* [Request] Return each line from the entries below that contains the word "yellow".

____ Available records

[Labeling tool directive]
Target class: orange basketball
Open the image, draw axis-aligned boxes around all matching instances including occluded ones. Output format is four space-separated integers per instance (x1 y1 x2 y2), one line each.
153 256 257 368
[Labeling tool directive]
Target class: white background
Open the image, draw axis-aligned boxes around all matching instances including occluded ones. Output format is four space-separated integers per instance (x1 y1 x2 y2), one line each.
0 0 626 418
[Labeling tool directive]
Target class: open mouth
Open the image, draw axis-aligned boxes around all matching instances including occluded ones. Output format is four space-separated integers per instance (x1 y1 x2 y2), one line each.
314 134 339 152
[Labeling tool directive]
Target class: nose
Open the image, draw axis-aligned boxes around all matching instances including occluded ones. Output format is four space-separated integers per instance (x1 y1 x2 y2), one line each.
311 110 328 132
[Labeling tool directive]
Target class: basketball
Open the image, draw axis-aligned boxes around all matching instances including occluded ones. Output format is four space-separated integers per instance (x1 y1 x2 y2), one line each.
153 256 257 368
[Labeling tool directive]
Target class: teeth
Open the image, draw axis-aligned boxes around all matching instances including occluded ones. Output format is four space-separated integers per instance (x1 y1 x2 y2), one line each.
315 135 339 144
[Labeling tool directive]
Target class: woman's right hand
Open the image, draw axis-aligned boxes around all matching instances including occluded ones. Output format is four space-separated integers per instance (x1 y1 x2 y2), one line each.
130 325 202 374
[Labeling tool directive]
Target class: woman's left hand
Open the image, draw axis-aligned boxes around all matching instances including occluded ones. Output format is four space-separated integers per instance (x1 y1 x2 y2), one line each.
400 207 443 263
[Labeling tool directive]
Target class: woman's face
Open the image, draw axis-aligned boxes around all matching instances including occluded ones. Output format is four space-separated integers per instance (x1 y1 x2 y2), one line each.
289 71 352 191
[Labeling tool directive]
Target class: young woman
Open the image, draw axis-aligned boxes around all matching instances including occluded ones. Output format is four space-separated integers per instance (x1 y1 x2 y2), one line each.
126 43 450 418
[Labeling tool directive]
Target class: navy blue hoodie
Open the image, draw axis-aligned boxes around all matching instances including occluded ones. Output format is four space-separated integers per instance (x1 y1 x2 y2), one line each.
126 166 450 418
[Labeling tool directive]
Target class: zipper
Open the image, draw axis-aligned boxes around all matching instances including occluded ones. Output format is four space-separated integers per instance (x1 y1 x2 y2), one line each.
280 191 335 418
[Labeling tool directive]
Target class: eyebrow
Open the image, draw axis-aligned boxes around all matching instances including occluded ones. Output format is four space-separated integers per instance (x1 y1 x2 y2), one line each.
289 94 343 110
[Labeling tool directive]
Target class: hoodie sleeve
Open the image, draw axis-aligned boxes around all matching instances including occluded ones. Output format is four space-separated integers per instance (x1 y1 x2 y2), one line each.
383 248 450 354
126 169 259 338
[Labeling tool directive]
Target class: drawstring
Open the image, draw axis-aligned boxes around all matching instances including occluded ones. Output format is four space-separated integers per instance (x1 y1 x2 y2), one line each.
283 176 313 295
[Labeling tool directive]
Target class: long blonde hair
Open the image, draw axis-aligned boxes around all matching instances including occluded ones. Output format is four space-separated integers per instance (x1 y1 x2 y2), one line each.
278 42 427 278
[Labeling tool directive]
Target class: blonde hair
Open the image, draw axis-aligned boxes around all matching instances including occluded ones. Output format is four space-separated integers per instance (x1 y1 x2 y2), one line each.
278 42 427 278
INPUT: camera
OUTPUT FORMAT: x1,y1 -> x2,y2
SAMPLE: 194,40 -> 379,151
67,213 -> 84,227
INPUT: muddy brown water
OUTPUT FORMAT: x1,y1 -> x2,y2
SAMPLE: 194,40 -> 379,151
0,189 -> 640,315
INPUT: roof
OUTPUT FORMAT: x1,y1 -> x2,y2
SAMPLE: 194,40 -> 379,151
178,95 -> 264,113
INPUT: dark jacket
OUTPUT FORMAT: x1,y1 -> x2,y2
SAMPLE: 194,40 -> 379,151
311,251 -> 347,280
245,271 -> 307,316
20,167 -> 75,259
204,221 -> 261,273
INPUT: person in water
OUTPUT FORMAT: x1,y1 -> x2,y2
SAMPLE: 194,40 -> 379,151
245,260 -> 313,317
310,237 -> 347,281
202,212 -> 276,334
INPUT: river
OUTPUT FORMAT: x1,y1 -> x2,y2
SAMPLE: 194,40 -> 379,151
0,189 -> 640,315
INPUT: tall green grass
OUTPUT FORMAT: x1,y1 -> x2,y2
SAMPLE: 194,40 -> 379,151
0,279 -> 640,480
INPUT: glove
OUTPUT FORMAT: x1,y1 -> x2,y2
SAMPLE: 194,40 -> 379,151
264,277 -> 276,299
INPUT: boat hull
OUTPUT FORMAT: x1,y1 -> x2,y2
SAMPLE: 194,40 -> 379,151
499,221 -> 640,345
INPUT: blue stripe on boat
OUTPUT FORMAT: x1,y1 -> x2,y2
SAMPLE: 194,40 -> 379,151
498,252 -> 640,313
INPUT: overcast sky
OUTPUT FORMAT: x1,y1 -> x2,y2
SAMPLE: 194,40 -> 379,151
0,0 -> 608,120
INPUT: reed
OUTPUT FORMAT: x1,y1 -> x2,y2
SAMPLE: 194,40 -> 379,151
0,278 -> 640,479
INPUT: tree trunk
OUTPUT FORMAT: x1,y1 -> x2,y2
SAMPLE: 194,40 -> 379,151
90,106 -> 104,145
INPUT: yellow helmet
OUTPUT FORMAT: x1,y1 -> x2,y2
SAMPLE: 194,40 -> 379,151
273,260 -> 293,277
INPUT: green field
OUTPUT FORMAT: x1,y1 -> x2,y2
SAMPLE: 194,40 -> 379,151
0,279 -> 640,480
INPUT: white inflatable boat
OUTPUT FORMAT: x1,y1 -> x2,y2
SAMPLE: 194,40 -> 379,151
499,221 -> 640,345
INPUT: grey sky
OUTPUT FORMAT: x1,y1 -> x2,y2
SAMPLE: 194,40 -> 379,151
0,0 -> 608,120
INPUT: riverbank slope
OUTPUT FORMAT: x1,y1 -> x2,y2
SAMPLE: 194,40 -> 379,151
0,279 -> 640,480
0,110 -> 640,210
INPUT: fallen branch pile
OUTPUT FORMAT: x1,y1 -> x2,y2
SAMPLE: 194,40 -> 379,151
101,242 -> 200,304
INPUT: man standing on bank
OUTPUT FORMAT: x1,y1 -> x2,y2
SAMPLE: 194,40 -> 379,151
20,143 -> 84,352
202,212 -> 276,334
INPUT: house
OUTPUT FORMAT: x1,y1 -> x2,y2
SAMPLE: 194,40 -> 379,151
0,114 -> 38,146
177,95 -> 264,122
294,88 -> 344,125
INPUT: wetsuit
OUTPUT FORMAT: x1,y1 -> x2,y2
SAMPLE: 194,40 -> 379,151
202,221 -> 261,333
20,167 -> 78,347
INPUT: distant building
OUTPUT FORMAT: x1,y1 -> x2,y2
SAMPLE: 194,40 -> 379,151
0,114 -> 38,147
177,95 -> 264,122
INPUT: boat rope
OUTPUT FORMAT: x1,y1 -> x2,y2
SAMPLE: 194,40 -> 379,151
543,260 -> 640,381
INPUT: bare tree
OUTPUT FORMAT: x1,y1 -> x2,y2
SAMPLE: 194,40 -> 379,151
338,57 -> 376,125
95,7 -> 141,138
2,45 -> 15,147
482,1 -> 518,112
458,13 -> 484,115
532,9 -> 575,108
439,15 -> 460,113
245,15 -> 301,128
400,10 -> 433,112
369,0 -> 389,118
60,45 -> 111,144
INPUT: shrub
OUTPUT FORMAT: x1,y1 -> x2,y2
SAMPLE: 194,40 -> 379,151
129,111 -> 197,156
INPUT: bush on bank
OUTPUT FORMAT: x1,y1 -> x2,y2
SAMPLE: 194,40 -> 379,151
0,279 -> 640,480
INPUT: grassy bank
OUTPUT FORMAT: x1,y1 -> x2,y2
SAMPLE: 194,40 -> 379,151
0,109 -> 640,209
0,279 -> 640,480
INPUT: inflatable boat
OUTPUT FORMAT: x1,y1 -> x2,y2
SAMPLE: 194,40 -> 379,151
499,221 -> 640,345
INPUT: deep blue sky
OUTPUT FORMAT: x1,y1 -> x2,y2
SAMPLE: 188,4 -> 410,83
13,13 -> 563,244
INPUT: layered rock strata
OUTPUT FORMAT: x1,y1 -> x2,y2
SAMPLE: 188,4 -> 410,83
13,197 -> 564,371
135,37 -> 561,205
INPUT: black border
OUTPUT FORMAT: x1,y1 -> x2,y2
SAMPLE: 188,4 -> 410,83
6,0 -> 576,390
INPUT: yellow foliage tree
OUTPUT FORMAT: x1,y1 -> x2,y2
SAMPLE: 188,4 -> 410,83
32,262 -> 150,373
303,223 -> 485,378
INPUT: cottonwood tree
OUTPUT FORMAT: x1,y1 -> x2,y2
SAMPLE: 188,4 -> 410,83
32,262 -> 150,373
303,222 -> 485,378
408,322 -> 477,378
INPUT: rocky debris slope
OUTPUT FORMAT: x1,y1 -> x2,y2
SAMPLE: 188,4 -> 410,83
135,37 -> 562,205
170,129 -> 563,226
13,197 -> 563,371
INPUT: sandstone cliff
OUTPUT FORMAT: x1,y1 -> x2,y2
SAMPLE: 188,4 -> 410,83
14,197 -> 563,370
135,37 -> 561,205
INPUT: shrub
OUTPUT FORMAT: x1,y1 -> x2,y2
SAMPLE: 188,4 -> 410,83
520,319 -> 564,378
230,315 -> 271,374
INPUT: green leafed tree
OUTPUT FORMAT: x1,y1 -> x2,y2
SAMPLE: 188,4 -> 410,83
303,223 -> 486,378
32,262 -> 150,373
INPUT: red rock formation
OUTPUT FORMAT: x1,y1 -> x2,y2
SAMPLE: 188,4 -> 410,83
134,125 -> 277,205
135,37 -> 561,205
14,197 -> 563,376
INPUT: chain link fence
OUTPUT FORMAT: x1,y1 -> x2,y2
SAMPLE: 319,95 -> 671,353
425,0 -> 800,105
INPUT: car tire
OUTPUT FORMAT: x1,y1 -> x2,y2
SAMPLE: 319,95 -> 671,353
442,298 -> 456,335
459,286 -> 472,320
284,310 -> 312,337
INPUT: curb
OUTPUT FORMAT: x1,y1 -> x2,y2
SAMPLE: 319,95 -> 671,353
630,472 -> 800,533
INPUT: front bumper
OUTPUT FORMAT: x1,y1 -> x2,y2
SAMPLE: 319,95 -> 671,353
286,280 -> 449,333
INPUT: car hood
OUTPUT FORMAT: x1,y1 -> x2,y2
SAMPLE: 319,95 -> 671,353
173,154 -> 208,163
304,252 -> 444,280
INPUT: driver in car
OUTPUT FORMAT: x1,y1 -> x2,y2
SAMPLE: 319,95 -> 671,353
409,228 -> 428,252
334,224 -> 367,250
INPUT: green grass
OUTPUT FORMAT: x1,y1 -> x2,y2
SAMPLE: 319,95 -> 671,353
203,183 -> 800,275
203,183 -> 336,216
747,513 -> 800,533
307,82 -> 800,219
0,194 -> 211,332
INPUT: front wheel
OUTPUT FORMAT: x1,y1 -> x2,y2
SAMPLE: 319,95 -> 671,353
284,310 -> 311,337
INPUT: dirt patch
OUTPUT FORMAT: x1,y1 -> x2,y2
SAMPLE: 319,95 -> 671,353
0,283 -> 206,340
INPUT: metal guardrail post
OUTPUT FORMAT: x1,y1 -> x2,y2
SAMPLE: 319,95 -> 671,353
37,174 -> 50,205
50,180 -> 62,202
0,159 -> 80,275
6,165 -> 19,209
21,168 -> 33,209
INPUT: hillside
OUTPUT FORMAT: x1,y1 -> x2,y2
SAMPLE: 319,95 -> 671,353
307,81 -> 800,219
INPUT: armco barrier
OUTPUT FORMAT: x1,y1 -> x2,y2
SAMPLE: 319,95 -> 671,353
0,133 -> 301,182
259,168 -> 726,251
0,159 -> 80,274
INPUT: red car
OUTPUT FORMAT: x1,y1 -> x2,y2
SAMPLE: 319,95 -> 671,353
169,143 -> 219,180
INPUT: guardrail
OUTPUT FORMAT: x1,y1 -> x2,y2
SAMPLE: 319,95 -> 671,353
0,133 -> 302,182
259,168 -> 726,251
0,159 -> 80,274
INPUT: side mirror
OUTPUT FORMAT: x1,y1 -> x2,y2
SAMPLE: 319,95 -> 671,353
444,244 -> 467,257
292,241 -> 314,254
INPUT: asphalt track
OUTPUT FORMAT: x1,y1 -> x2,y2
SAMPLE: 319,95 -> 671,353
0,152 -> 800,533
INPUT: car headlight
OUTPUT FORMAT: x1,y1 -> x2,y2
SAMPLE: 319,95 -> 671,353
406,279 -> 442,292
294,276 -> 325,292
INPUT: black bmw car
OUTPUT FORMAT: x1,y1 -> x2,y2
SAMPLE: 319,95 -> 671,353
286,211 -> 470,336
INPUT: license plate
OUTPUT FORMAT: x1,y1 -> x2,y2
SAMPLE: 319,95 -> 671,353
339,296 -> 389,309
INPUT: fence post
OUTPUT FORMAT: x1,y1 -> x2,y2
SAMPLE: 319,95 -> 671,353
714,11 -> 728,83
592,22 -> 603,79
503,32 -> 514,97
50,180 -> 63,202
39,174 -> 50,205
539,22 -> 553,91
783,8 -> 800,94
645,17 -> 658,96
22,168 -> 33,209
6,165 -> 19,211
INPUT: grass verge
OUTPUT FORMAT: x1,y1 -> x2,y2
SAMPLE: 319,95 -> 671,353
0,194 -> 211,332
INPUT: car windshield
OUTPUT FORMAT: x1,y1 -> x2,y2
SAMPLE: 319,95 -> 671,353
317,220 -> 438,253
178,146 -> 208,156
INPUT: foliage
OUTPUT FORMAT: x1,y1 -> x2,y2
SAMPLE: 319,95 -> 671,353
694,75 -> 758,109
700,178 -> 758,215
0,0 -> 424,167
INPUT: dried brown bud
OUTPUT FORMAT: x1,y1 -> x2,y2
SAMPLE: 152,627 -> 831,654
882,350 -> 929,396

________

* [Reply to the exercise]
INPUT: yellow helmet
INPUT: yellow foliage tree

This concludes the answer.